**Material shown**
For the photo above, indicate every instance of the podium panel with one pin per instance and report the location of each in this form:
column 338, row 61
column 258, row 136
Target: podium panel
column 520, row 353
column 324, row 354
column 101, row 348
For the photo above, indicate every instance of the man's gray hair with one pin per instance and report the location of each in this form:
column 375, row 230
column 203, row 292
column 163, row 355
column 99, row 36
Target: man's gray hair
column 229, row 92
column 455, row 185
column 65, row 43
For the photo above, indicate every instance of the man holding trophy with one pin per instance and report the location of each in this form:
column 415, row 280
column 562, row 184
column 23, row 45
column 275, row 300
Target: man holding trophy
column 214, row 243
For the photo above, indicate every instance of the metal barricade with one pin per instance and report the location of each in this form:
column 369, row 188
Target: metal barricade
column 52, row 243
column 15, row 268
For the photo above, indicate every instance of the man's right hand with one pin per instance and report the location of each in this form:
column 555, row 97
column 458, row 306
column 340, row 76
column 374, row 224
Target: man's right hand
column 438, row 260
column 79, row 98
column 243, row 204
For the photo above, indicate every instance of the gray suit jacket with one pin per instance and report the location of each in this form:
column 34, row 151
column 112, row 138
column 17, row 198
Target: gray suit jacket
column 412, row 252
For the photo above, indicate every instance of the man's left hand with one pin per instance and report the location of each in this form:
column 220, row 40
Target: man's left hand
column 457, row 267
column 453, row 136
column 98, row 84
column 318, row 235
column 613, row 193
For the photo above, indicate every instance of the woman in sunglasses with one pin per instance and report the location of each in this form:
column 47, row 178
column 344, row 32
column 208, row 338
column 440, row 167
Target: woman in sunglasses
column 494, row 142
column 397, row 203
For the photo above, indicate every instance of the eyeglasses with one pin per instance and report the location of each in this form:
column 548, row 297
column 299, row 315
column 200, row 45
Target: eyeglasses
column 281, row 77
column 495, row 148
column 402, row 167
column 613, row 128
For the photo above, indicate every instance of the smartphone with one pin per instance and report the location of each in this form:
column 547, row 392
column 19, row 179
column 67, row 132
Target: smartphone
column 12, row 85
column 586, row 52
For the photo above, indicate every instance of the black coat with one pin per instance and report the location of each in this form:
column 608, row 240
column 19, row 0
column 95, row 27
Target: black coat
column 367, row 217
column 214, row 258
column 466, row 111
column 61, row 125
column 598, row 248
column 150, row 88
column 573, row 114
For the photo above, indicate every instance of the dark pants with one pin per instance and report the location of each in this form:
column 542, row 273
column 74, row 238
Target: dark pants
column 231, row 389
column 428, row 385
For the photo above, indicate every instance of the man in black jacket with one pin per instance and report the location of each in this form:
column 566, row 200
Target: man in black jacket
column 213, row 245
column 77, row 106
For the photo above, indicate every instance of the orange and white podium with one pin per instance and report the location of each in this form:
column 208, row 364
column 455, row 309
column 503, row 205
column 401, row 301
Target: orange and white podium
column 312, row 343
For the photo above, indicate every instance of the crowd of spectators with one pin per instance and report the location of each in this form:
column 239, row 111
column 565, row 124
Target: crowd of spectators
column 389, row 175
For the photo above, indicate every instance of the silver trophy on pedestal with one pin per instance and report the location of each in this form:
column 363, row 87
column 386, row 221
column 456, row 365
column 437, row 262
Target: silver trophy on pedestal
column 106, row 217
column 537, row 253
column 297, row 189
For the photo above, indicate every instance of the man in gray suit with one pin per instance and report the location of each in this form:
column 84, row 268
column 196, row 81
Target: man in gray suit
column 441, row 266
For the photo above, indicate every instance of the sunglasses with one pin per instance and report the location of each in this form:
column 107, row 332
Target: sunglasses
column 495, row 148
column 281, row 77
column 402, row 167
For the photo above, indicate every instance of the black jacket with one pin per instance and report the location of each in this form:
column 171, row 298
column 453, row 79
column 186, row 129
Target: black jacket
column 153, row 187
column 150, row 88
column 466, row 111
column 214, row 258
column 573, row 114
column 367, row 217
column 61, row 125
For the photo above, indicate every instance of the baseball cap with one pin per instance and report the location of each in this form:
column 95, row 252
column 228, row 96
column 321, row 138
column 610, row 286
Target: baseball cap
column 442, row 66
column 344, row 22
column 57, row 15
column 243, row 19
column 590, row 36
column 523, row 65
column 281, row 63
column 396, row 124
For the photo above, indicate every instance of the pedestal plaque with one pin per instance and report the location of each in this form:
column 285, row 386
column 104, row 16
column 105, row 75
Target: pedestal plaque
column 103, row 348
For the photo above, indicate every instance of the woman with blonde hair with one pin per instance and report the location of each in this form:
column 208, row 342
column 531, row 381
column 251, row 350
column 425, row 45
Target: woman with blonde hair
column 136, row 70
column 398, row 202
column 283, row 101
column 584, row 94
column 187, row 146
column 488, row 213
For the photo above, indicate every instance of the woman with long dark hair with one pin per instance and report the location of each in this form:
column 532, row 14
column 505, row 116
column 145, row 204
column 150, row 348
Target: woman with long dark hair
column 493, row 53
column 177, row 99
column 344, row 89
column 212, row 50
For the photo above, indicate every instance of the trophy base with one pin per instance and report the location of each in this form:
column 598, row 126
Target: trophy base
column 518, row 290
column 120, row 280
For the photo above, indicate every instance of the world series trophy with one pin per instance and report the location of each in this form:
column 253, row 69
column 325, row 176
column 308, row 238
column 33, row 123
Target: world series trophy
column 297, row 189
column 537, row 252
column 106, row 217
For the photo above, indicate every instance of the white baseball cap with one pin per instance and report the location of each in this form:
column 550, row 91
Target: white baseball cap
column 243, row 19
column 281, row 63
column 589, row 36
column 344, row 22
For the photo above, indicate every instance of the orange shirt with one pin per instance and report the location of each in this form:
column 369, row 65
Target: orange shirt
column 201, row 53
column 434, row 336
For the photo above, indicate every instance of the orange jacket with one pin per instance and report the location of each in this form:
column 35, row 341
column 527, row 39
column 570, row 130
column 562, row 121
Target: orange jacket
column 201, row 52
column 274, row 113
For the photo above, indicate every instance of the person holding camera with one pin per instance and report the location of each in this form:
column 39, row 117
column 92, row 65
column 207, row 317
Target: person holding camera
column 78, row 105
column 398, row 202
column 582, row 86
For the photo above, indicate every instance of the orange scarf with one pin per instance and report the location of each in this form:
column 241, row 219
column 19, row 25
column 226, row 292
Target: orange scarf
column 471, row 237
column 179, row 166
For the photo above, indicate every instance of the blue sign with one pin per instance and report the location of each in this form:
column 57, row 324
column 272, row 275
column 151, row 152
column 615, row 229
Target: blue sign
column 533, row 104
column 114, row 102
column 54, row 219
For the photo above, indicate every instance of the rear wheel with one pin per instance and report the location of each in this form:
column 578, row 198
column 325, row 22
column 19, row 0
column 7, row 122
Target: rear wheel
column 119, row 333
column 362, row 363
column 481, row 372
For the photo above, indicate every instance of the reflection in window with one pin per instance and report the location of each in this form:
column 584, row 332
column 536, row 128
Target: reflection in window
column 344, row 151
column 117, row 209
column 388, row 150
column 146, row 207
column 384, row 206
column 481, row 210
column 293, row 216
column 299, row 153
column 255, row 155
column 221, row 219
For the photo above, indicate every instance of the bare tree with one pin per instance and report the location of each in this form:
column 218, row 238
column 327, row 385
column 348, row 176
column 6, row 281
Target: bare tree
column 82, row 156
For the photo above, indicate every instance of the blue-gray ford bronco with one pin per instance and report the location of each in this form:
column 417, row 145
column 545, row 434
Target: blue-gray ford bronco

**Assignment**
For every line of the material that holds the word "bronco", make a copy.

**Result**
For the photo above, indicate every instance of the blue-gray ford bronco with one pin per instance and report the location of each in this form:
Target: blue-gray ford bronco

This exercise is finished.